■ **Your instructions**
Return, exactly and in full, the lines of the records below starting at the one with "Guideline: for each instance of the church" and ending at the one with "Guideline: for each instance of the sunlit", and no other lines.

■ **Provided data**
-- Opening Marker --

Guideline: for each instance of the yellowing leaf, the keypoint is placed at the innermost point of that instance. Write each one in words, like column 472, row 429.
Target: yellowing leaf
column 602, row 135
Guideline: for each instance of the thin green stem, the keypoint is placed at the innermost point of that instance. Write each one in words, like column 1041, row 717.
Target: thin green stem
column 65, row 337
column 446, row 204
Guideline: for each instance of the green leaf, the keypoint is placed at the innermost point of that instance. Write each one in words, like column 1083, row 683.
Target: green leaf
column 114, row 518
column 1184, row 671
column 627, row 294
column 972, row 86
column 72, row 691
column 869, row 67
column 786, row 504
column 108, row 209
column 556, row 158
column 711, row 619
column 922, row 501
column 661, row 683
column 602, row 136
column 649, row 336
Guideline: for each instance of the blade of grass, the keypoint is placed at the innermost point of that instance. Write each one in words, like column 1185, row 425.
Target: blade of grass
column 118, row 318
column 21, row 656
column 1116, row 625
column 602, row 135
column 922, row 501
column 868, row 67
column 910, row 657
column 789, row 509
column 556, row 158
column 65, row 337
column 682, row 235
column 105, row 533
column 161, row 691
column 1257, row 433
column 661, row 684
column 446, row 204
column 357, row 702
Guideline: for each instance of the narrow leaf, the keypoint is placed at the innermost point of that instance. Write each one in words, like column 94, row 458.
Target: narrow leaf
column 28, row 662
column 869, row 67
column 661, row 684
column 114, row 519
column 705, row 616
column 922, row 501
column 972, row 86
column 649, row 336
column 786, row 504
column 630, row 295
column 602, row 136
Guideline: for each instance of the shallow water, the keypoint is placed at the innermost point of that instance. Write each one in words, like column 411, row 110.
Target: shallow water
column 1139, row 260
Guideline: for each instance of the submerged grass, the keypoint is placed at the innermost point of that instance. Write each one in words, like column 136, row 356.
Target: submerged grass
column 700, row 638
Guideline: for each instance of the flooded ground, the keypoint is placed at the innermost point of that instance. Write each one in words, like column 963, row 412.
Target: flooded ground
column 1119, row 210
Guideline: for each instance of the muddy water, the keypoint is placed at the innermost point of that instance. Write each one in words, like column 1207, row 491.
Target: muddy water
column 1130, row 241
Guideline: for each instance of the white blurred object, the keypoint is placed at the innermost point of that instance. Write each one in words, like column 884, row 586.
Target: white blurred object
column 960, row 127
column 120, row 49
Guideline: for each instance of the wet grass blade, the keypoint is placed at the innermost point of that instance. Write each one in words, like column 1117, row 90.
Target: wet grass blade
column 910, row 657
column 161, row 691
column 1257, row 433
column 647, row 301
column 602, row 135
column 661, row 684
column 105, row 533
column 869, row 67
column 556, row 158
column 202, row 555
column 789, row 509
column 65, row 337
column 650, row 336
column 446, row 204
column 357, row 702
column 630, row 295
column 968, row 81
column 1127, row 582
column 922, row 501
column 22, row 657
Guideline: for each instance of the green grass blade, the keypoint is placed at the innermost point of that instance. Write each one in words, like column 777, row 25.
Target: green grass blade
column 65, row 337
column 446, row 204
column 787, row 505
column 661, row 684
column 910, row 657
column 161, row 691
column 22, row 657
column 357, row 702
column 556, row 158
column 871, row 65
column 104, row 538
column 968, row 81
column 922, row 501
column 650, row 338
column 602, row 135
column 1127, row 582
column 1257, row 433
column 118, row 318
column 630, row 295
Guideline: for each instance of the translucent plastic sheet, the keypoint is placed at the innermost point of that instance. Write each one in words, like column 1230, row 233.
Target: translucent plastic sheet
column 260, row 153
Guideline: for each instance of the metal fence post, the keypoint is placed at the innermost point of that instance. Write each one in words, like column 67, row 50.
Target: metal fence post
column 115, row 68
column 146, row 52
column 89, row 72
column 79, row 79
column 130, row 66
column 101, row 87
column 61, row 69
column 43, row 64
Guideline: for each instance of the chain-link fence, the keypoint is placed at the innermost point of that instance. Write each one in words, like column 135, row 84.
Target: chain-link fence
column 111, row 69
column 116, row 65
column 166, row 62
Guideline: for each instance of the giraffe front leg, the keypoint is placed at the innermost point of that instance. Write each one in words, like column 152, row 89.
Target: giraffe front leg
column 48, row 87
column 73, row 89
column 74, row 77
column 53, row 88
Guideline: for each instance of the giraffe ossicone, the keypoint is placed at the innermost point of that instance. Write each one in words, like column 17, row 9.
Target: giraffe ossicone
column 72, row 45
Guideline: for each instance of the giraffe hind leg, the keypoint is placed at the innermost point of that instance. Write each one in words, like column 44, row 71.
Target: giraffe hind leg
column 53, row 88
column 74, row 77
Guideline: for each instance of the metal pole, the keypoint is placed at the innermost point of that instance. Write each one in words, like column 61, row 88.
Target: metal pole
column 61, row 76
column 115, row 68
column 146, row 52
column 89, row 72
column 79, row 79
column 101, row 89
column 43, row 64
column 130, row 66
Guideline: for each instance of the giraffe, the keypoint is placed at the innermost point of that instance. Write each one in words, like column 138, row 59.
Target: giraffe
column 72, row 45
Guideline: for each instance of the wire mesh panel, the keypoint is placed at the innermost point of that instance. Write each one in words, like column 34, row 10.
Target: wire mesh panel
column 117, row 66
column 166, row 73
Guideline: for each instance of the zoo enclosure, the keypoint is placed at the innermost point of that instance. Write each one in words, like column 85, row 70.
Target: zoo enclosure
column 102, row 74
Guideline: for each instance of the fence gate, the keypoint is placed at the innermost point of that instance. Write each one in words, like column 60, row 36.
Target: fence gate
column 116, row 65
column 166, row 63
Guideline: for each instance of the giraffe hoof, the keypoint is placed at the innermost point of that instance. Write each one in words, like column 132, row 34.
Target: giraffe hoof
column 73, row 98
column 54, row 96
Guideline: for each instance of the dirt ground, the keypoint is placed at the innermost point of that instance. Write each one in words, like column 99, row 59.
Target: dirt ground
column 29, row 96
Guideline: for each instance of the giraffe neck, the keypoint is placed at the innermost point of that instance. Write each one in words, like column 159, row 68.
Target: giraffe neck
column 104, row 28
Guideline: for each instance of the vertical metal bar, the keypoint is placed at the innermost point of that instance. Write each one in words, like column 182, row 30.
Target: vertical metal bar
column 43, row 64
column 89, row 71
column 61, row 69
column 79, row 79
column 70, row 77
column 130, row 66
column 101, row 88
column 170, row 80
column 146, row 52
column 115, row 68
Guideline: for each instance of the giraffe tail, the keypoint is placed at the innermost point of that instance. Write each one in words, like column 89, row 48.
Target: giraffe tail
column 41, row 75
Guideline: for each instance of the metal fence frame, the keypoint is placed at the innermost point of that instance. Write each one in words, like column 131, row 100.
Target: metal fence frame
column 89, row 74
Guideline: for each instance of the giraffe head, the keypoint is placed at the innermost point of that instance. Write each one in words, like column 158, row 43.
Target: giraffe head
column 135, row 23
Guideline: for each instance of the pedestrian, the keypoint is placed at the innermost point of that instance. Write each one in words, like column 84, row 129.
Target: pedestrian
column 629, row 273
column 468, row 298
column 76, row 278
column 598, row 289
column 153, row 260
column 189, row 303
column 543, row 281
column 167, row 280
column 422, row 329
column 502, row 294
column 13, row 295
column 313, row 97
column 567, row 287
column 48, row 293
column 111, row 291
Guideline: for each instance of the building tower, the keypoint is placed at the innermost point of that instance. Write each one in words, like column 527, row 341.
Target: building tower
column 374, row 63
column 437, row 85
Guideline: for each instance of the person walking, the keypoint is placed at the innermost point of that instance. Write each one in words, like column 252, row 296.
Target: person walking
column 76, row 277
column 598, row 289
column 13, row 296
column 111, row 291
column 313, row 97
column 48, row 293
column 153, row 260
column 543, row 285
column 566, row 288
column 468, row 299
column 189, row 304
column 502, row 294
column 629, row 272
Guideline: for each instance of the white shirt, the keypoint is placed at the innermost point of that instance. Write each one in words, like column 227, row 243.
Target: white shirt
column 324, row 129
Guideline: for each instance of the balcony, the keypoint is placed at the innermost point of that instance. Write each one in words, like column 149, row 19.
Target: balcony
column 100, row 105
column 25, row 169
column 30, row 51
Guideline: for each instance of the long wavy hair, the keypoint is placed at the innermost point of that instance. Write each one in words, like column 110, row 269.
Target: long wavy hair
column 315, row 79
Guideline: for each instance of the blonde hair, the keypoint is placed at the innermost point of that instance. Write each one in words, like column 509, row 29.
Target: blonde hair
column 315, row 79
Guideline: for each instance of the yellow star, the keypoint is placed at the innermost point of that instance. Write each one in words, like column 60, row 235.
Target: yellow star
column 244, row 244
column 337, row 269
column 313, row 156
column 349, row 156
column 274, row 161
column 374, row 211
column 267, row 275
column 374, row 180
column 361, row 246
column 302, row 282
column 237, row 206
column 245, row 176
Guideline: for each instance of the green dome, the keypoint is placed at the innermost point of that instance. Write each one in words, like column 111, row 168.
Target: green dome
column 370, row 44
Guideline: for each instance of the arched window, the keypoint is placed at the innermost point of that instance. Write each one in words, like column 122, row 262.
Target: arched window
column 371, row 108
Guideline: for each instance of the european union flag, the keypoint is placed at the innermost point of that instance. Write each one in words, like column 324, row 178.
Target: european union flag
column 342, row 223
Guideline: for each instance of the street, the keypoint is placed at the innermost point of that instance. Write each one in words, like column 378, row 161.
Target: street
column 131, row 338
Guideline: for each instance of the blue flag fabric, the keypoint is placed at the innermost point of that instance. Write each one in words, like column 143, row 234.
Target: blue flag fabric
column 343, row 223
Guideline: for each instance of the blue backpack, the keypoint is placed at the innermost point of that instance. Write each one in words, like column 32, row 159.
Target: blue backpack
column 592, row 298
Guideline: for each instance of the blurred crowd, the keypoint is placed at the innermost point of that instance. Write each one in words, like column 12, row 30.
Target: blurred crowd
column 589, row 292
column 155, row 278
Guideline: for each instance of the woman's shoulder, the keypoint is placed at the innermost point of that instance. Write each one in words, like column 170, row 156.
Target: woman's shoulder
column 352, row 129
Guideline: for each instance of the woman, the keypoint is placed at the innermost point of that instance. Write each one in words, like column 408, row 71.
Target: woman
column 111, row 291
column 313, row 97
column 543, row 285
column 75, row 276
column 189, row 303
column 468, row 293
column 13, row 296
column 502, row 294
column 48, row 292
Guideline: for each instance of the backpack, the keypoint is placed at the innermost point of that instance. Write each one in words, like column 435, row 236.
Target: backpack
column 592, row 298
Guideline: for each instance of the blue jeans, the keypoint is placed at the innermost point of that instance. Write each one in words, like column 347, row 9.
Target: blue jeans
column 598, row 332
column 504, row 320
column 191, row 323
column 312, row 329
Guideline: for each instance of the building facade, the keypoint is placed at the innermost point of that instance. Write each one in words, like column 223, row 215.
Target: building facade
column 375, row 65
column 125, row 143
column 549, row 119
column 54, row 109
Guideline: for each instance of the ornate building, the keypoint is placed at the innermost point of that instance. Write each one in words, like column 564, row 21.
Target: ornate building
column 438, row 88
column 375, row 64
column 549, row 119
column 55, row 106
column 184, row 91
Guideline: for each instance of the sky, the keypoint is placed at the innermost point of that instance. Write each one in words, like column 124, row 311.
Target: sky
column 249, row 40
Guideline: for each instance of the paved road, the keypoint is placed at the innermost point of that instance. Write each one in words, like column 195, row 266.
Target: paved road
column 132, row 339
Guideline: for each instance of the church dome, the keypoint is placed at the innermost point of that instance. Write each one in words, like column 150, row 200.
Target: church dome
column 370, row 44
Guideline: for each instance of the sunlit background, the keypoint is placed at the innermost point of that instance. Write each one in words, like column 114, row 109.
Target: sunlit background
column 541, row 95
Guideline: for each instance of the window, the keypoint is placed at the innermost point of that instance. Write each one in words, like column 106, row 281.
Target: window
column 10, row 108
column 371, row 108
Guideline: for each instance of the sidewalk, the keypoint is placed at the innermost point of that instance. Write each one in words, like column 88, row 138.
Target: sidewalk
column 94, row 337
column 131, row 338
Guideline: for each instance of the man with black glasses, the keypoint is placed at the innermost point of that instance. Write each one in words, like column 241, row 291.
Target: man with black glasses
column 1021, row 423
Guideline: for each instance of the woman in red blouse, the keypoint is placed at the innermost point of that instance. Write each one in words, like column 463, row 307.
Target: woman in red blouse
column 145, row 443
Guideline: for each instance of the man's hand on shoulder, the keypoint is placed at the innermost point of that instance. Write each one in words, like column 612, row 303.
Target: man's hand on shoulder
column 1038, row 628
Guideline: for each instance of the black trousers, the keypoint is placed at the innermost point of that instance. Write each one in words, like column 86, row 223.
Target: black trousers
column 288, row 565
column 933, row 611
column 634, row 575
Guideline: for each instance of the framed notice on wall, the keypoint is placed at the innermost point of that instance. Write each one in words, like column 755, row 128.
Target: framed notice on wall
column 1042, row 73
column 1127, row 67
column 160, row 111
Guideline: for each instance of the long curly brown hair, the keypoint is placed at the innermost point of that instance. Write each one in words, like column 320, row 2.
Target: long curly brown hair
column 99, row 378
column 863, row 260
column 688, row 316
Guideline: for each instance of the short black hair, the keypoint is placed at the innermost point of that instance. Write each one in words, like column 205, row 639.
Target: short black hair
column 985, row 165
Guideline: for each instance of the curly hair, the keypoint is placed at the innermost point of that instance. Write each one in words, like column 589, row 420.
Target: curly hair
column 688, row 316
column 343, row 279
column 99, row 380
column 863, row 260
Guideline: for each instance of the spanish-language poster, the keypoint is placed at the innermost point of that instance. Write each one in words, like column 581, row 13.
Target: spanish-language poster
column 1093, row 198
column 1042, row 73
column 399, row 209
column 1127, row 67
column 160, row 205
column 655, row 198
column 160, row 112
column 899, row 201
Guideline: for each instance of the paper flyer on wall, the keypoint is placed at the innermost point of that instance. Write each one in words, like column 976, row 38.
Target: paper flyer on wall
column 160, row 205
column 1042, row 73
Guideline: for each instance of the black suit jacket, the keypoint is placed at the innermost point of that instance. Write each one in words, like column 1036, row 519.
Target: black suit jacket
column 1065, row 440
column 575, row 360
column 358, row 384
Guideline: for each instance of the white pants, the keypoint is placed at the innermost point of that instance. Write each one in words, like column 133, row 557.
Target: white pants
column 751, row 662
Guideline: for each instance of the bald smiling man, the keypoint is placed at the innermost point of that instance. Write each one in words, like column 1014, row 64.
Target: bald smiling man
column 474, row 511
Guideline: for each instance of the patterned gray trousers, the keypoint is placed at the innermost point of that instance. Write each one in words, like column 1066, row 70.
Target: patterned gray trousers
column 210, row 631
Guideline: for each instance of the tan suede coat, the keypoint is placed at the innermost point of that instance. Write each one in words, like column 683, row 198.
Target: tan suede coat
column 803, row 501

-- Closing Marker --

■ **Answer below**
Guideline: for each instance of the church dome, the keypoint is placed at the innermost point of that instance. Write each one in words, like column 150, row 200.
Target: church dome
column 370, row 44
Guideline: for each instance of the sunlit background, the keypoint is placed at the innermost point of that instance. Write each one in words, like column 114, row 109.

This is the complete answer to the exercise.